:: EXCERPTED PASSAGE ::
•••

Dr Nitin Gupta,
Economics
Key Issue
Creating a culture of innovation means striking a balance between promoting productive and discouraging reckless risk-taking. Insolvency laws help to strike this balance.
Australia’s insolvency laws are increasingly out of sync with trends across much of the OECD, and risk undermining the innovation outcomes of the Australian economy.
A broad
context
The importance of innovation as a means to promote
growth has been an important part of the Government’s policy agenda.
This is because the mining boom—the mainstay of the economy for the last two
decades—is coming to an end, and there is a broad consensus that the boom has obscured
a general decline in national productivity.
The ways in which an economy encourages and
regulates risk are critical to its innovation outcomes. The rules have to
strike a balance between promoting risk-taking on one hand, and minimising the
possibility that risk protections lead to abuse and reckless behaviour by
companies (the moral hazard problem) on the other. Insolvency laws are an
important marketplace mechanism by which countries try to strike this balance.
Insolvency laws fall broadly into two groups. In
the first are those that prioritise liquidation of a company over its
restructuring. These assume that insolvency is the result of deliberate
malpractice by companies, and accordingly, place greater emphasis on the
protection of creditors. In the second are laws that reflect a ‘rescue culture’
that allows for financially constrained companies to reorganise themselves
rather than be forced into liquidation. These assume that insolvency may not
reflect deliberate malpractice and that a second chance for the company will be
in the longer-term interest of creditors.
Insolvency in Australia—the key issues
Under the Corporations Act
2001, ‘a person is solvent if, and only if, the person is able
to pay all the person’s debts, as and when they become due and payable’. Thus ‘a
person who is not solvent is insolvent.’
Australian insolvency law does not take account of an
insolvent company’s longer-term prospects, its competitiveness, assets, or
brand value, and is geared towards its premature closure and liquidation. It
does not allow for the possibility that, through some restructuring or
assistance, the company could return to profitability and preserve the
interests of creditors.

•••

:: MATERIAL FOR THE TASK ::

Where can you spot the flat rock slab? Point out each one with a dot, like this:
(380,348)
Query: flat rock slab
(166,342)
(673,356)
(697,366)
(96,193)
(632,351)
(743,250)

•••

:: WHAT IS ASKED ::
1 – Answer these questions from the insolvency brief, marking your answers (a), (b) and (c):
(a) What does the brief call the mainstay of the economy for the last two decades?
(b) Under the Corporations Act 2001, when is a person solvent?
(c) What do laws that prioritize liquidation over restructuring assume about insolvency?
2 – Put every line of the records into a Markdown table with the columns Nr and Line, numbering the rows in order and leaving out blank lines.

:: TASK SOLUTIONS ::
1 –
(a) The mining boom.
(b) A person is solvent if, and only if, the person is able to pay all the person's debts, as and when they become due and payable.
(c) They assume that insolvency is the result of deliberate malpractice by companies.

2 –
| Nr | Line |
|---|---|
| 1 | Where can you spot the flat rock slab? Point out each one with a dot, like this: |
| 2 | (380,348) |
| 3 | Query: flat rock slab |
| 4 | (166,342) |
| 5 | (673,356) |
| 6 | (697,366) |
| 7 | (96,193) |
| 8 | (632,351) |
| 9 | (743,250) |